§ **Exercise**: Your response should be every line from the entries that includes the string "shrub".

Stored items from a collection

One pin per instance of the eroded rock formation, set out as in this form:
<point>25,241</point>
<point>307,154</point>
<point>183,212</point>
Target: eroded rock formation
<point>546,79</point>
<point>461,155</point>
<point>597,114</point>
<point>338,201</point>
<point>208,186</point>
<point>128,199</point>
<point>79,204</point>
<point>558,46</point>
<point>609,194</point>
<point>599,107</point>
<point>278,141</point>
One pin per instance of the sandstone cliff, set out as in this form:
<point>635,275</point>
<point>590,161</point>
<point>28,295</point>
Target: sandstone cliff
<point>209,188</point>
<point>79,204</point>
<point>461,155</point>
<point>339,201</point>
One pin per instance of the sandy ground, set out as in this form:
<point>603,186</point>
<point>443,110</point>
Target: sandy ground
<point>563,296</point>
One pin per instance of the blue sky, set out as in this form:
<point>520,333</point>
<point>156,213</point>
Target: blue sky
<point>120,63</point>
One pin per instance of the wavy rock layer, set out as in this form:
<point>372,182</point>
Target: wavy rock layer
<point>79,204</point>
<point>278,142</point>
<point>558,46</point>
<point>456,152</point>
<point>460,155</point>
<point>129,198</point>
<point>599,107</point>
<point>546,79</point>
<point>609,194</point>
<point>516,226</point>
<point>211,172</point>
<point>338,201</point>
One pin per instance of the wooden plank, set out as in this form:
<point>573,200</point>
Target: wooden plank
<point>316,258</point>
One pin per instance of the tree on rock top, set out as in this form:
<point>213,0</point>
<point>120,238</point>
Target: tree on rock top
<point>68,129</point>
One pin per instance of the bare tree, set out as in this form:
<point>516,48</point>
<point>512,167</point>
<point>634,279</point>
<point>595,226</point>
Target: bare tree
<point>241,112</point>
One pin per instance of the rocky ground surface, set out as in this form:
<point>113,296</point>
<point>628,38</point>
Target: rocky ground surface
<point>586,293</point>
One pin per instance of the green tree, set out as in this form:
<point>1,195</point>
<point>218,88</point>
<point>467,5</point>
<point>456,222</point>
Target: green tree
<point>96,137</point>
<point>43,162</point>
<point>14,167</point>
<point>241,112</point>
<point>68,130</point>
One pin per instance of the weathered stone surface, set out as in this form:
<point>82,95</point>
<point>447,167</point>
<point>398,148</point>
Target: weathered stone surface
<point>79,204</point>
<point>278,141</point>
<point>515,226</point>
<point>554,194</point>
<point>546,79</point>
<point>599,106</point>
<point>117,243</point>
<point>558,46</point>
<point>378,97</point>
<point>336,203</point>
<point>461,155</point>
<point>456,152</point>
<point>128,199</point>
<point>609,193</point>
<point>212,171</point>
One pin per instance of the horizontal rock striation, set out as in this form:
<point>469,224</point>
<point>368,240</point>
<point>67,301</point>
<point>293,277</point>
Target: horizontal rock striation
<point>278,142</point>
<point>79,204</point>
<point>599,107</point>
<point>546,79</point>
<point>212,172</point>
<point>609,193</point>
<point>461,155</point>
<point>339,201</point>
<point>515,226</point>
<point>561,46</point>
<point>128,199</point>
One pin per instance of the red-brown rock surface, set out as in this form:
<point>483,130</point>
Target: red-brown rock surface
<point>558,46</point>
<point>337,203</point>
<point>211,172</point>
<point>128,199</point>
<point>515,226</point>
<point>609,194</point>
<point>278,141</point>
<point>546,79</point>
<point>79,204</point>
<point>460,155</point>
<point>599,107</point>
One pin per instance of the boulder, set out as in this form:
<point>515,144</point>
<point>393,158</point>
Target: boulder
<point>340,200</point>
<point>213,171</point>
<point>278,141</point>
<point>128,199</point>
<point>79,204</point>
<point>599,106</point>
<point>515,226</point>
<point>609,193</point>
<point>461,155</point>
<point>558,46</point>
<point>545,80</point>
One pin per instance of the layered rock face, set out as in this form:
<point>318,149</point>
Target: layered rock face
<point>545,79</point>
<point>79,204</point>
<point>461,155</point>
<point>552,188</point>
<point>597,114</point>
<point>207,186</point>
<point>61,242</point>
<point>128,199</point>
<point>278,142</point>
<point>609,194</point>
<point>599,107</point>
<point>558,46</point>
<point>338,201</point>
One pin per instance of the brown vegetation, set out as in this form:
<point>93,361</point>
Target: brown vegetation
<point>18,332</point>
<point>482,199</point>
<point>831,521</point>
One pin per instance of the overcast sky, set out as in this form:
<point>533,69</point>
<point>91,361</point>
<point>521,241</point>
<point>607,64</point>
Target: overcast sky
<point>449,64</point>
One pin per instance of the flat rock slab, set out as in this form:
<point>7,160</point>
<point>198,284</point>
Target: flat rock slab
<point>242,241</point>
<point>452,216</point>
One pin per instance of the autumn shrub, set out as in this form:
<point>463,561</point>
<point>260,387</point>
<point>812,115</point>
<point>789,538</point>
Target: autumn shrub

§ **Task solution**:
One pin per instance of the autumn shrub, set out as in this form:
Target: autumn shrub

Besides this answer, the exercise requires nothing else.